• **PASSAGE TO READ**:
EmbedChain and Chatbots
It’s been a while since my last post as I have been busy with my projects at Mighty Jaxx, especially related to the e-commerce side of things. I recently had a good chat with Kestrel Lee who is a Creative Director based in China and he brought up a point of using LLMs to create chatbots to serve as the first line of customer support for common customer queries.
So instead of hiring an army of customer service agents, you can reduce it to a small number of real life customer support agents who will answer more complicated queries while the LLMs based chatbots will handle the most mundane queries. It’s just like now no one uses pen and paper to calculate complex formulas when they can just use calculators to do it for them.
So I was looking at LangChain as it is 1 of most popular framework for creating LLM based applications including Chat bots. And recently, I came across a chat message in Telegram where someone mentioned EmbedChain as a new Python framework which allows you to create LLM powered bots easily in Python or JS. So I decided to give it a try and see how EmbedChain stacks up against LangChain for my LLM chat bot.
The Git repo for EmbedChain can be found at https://github.com/embedchain/embedchain and the README.md file says “Embedchain is a framework to easily create LLM powered bots over any dataset. If you want a javascript version, check out embedchain-js”. That sounded pretty good for my use case.
So, I decided to give EmbedChain a try and add in a PDF of my resume for my simple chatbot. To create a simple UI, I chose Streamlit as the UI package for my chatbot. The initialization of the code comprised of just a few simple steps
First, I added a few simple imports
import streamlit as st #use streamlit for the UI
import os
from embedchain import App #need this for EmbedChain
Next, I added in my ChatGPT API key as that is the LLM that I will use
# Create a bot instance
os.environ["OPENAI_API_KEY"] = "" #Add in your OpenAI API key here
EmbedChain uses the OpenAI LLM by default, but it supports other LLMs such as Llama2, Cohere etc. You can check https://docs.embedchain.ai/advanced/app_types for a list of supported LLMs
Finally, I create an instance of the app
gibson_bot = App()

• **ASSIGNED TASK A**: In the post about EmbedChain and chatbots, which package did the writer pick for the chatbot's UI?
• **ASSIGNED TASK B**: Check each statement against the post about EmbedChain and chatbots, answering yes or no and quoting the words of the post that decide it: (i) EmbedChain relies on the OpenAI LLM unless told otherwise. (ii) The writer gave the chatbot a PDF of a resume. (iii) Kestrel Lee is a Creative Director based in Singapore.
• **ASSIGNED TASK C**: Pick up the post about EmbedChain and chatbots right after its final line of code, and carry it forward in the same voice.

• **COLLECTED MATERIAL**:
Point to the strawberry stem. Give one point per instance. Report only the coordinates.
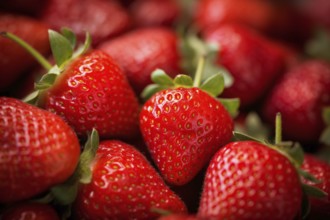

• **ANSWER BOX A**: Streamlit.

• **ANSWER BOX B**:
(i) Yes: "EmbedChain uses the OpenAI LLM by default"
(ii) Yes: "add in a PDF of my resume for my simple chatbot"
(iii) No: "a Creative Director based in China"

• **ANSWER BOX C**:
Next, I will need to load in the data sources. EmbedChain supports a wide variety of data sources such PDF files, Youtube videos, web pages etc. A full list of supported data sources can be found at https://docs.embedchain.ai/data-sources/csv.
For this example, I will add in a PDF which is downloaded from my Linkedin profile.
gibson_bot.add("datasource/Profile.pdf", data_type="pdf_file");
Notice that I do not need to specify any code to do embedding and chunking into a vector database to store the data. This is because when you add a data source. EmbedChain does the embedding and chunking into a default vector database for me automatically.
And EmbedChain supports the open source vector database ChromaDB by default https://www.trychroma.com/
After a successful addition of a data source, EmbedChain will automatically create a /db folder where it stores the embedded data source.
Next, I will put in the Streamlit code
if st.button('Submit query'):
wait_text = st.title("Please wait ...")
print("Submitting query '" + question + "'")
answer = gibson_bot.query(question)
wait_text.empty()
print(answer)
st.title(answer)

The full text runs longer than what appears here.